▶ [DATASET CONTENT]
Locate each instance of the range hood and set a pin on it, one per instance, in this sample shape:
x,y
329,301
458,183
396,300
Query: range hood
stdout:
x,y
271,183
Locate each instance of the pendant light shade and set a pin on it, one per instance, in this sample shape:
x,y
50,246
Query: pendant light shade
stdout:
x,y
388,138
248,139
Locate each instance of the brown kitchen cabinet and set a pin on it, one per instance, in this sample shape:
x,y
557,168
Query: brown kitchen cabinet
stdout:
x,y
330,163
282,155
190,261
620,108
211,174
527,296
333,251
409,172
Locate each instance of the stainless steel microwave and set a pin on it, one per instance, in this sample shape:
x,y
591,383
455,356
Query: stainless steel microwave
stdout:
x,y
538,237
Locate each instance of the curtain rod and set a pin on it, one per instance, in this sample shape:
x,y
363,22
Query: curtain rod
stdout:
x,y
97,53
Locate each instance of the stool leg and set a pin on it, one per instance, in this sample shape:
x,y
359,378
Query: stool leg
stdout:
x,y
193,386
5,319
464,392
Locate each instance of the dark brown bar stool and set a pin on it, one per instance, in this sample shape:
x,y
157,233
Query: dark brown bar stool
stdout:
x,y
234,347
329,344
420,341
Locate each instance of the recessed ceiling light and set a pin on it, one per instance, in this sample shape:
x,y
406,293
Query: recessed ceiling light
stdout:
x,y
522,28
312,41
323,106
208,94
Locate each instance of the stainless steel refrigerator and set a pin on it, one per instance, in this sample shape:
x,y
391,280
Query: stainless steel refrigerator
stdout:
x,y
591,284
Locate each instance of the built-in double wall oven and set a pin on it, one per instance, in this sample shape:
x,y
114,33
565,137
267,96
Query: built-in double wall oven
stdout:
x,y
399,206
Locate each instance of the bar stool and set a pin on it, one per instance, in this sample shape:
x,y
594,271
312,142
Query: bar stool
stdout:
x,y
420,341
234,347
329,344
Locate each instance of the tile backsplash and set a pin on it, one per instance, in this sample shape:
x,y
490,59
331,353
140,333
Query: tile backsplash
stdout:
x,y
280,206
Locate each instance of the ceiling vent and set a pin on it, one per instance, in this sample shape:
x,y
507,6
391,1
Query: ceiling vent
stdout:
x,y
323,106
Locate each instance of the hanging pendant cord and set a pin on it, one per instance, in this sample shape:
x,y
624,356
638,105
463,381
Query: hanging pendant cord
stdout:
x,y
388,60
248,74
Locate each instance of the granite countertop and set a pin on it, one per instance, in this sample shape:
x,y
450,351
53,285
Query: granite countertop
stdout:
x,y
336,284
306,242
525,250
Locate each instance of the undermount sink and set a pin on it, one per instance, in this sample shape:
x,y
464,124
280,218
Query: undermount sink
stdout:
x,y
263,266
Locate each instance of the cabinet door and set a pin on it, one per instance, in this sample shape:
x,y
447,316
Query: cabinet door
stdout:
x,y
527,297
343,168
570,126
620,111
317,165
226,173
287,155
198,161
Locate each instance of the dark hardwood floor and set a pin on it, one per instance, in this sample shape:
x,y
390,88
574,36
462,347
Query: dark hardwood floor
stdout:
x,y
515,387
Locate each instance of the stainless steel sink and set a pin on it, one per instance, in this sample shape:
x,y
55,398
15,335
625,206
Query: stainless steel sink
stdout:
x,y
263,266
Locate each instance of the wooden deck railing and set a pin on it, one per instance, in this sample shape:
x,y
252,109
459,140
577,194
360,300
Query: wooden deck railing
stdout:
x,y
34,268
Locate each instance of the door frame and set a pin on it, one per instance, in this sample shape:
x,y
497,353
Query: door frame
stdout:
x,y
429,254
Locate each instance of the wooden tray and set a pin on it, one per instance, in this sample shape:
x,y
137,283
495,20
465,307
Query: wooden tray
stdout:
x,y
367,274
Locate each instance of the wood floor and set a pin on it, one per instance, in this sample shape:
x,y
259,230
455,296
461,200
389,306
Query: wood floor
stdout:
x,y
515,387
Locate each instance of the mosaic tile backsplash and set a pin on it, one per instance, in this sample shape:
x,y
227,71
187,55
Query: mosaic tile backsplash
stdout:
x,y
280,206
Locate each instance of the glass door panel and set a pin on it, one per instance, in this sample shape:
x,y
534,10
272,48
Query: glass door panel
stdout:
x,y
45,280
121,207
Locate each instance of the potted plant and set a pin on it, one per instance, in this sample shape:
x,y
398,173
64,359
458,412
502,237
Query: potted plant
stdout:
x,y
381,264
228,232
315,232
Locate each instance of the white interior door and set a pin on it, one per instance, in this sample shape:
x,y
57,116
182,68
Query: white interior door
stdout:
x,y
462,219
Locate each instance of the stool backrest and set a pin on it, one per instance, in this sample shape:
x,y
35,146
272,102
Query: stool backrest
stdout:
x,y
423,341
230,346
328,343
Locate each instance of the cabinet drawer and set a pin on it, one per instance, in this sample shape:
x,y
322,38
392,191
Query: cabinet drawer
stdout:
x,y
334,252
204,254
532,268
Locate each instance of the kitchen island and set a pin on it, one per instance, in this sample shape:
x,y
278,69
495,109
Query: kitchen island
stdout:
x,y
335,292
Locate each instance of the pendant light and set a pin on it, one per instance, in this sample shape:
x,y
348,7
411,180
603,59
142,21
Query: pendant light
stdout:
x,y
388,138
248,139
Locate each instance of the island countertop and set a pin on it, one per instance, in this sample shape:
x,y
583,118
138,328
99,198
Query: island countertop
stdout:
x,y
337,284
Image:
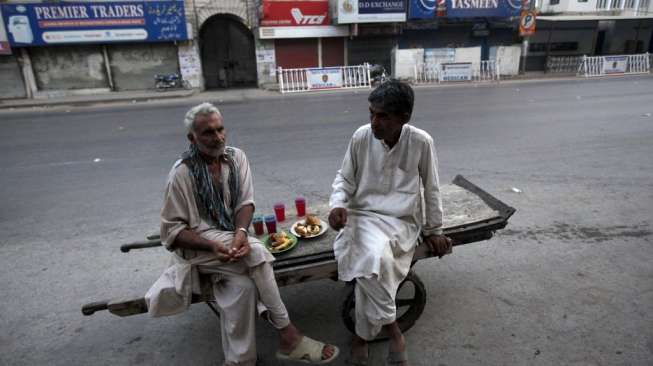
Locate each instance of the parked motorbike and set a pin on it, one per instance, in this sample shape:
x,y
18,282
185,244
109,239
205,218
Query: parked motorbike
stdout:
x,y
164,82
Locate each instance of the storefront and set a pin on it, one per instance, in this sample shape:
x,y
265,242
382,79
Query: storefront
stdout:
x,y
376,28
456,24
95,45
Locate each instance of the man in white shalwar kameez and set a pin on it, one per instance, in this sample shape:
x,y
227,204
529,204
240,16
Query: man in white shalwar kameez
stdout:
x,y
208,206
376,201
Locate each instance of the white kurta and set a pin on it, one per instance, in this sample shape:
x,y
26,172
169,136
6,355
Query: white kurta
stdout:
x,y
236,287
381,189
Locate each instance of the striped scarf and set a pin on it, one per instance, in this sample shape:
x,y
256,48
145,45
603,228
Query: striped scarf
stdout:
x,y
210,201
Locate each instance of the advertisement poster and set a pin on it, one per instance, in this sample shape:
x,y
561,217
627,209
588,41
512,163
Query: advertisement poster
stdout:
x,y
5,49
428,9
371,11
527,23
295,13
40,24
615,64
460,71
327,78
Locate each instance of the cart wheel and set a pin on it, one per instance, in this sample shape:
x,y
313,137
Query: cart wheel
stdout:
x,y
410,301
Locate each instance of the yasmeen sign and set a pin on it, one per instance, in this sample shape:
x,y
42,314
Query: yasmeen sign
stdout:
x,y
428,9
295,13
41,24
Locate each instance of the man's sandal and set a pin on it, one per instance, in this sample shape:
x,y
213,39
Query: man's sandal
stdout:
x,y
309,351
397,358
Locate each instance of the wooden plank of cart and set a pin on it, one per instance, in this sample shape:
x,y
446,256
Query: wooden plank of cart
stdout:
x,y
471,215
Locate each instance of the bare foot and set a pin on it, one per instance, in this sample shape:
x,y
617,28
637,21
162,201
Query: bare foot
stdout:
x,y
397,340
359,350
290,338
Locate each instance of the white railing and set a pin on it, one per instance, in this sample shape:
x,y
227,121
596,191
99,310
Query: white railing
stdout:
x,y
563,64
487,71
592,66
325,78
435,73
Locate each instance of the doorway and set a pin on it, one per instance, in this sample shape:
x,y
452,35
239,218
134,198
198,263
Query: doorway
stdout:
x,y
227,49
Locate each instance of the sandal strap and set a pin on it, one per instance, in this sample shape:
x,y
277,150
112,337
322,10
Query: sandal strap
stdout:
x,y
308,349
397,357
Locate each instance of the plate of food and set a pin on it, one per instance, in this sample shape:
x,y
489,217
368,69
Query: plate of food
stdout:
x,y
310,227
280,242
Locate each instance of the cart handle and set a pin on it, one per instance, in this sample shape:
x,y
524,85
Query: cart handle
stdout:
x,y
140,245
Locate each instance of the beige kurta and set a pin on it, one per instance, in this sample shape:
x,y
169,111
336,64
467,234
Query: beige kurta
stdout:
x,y
237,286
381,189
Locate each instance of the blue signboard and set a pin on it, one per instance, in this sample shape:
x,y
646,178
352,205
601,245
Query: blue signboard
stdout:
x,y
381,7
428,9
422,9
41,24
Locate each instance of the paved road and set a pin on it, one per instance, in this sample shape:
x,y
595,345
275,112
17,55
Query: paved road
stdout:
x,y
569,282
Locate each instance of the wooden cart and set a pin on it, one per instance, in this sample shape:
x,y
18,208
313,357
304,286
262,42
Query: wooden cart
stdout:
x,y
471,215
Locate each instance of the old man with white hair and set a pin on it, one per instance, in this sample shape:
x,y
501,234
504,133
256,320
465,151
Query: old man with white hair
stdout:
x,y
207,210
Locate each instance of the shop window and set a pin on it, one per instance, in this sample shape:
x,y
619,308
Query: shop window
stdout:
x,y
555,47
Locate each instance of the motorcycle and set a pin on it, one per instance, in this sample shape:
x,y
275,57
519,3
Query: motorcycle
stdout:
x,y
164,82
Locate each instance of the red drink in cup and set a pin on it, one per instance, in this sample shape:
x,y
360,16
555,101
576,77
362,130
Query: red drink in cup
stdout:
x,y
300,204
257,222
280,211
271,224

▶ [WHAT THE TASK REQUIRES] Return verbatim the lines above, starting with the line containing "Locate each instance of the blue" and ending with the final line, both included.

▶ [THE COMPLETED TASK]
Locate each instance of the blue signboard and set a pin on it, one per instance, in this sample shape:
x,y
646,178
352,205
601,245
Query: blue signboard
stdout:
x,y
381,7
428,9
422,9
41,24
Locate each instance of the paved road and set a pin on it, one per instance, in this sample shape:
x,y
595,345
275,112
17,55
Query: paved road
stdout:
x,y
569,282
Locate each instance of the wooden cart and set a pin on it, one per instance, in this sample shape:
x,y
18,208
313,357
304,286
262,42
Query: wooden cart
stdout:
x,y
471,215
Locate each instance of the old man with white hair and set a pin on it, one per instance, in this sample shape:
x,y
501,234
504,133
256,320
465,151
Query: old man with white hair
stdout:
x,y
207,210
Locate each instance of the shop window and set a pin on it, one per instance, in this sample shape:
x,y
619,308
Query: shop window
stdout:
x,y
555,47
Locate each instance of the motorcycle and set a pin on it, one per instance, in this sample shape:
x,y
275,57
519,3
Query: motorcycle
stdout:
x,y
164,82
Locate each instance of the red drink in cup and set a pin on it, one per instance, in this sample shape:
x,y
360,16
555,101
576,77
362,130
Query: red drink in cup
stdout:
x,y
300,204
257,222
280,211
271,224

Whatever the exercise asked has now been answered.